> [TEXTE FOURNI]:
##########

Concrètement, qu’est ce qui est mis en place pour les malades jusqu’à mercredi?
Quelque 1.000 médecins de nos 64 structures SOS Médecins ont été réquisitionnés. Il y avait tellement de patients que les gardes des grévistes ont été augmentées : jusqu’à mercredi, toutes nos antennes seront réquisitionnées, certaines en journée et la nuit, d’autres seulement la nuit. Les Urgences ont été engorgées et à SOS Médecins, le téléphone n’arrête pas de sonner [contrairement aux éléments de langage du gouvernement relayés par une certaine presse]. Les fêtes de fin d’année représentent une période extrêmement chargée. Dans l’Oise par exemple, la réquisition était prévue seulement le soir mais les médecins sont finalement venus dès 8h du matin. Il y a un discours et il y a la réalité du terrain.
i-télé n'a pas non plus utilisé
ses caméras cachées...
Le gouvernement reste pour le moment sourd à vos revendications?

##########

> [DONNÉES SOURCES]:
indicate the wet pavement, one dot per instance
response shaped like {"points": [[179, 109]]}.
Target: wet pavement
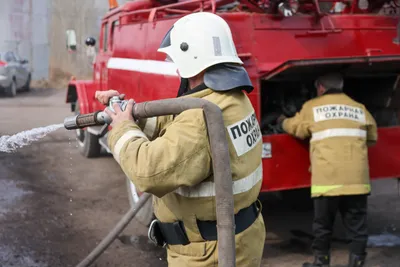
{"points": [[55, 205]]}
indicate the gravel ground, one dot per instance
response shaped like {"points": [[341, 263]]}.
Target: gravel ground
{"points": [[55, 205]]}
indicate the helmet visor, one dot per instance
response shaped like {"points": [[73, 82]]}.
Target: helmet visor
{"points": [[167, 39]]}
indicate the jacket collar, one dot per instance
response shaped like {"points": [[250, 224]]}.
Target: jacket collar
{"points": [[333, 91]]}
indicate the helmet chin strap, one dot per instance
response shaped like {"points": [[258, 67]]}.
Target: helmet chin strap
{"points": [[183, 87]]}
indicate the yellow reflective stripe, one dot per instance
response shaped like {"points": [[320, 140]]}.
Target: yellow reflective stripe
{"points": [[318, 189]]}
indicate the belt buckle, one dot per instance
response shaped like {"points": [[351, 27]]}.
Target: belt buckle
{"points": [[155, 235]]}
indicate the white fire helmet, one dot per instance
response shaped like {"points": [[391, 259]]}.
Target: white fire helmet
{"points": [[198, 41]]}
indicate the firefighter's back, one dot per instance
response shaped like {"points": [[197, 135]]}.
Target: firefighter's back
{"points": [[341, 128]]}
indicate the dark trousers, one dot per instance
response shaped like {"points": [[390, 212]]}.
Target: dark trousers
{"points": [[353, 210]]}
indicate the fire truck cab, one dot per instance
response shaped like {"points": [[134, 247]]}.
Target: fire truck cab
{"points": [[285, 46]]}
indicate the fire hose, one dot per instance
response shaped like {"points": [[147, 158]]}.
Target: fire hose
{"points": [[220, 159]]}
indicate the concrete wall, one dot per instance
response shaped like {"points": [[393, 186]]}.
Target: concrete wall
{"points": [[24, 28], [84, 17]]}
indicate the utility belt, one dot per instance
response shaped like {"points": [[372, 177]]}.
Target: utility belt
{"points": [[163, 234]]}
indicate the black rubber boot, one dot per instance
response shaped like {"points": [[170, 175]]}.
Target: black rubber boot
{"points": [[356, 260], [319, 261]]}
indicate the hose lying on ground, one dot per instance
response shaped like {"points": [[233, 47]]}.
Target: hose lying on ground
{"points": [[112, 235]]}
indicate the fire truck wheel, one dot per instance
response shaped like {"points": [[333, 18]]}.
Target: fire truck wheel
{"points": [[146, 214], [88, 144]]}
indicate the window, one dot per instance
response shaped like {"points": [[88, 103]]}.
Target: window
{"points": [[9, 57], [113, 26], [105, 37]]}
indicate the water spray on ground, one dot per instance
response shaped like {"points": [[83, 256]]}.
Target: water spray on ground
{"points": [[11, 143]]}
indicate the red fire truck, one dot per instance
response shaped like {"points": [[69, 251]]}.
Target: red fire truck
{"points": [[285, 45]]}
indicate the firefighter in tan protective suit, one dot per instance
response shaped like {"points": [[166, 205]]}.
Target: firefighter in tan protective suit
{"points": [[341, 131], [170, 158]]}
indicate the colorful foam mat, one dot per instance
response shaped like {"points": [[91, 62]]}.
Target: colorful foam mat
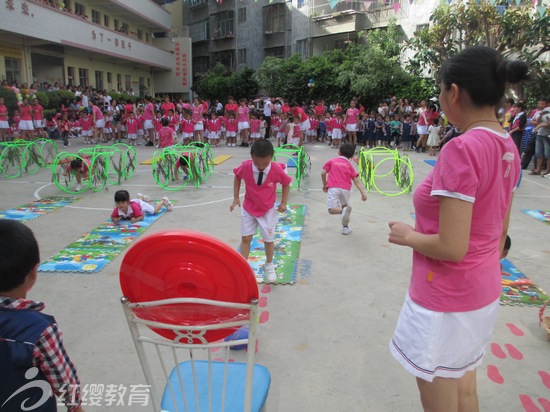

##########

> [CONSIGNE A]:
Répondez aux questions suivantes d'après le texte sur SOS Médecins :
(i) Combien de médecins ont été réquisitionnés, et dans combien de structures SOS Médecins ?
(ii) Jusqu'à quand toutes les antennes seront-elles réquisitionnées ?
(iii) Dans l'Oise, à quel moment la réquisition était-elle prévue, et à quelle heure les médecins sont-ils finalement venus ?
> [CONSIGNE B]: Reproduisez à l'identique un passage du texte sur SOS Médecins : commencez aux mots « Quelque 1.000 médecins » et arrêtez-vous après les mots « réalité du terrain. ».

> [RÉPONSE ATTENDUE A]:
(i) Quelque 1.000 médecins, dans 64 structures SOS Médecins.
(ii) Jusqu'à mercredi.
(iii) Elle était prévue seulement le soir, mais les médecins sont venus dès 8h du matin.

> [RÉPONSE ATTENDUE B]:
Quelque 1.000 médecins de nos 64 structures SOS Médecins ont été réquisitionnés. Il y avait tellement de patients que les gardes des grévistes ont été augmentées : jusqu’à mercredi, toutes nos antennes seront réquisitionnées, certaines en journée et la nuit, d’autres seulement la nuit. Les Urgences ont été engorgées et à SOS Médecins, le téléphone n’arrête pas de sonner [contrairement aux éléments de langage du gouvernement relayés par une certaine presse]. Les fêtes de fin d’année représentent une période extrêmement chargée. Dans l’Oise par exemple, la réquisition était prévue seulement le soir mais les médecins sont finalement venus dès 8h du matin. Il y a un discours et il y a la réalité du terrain.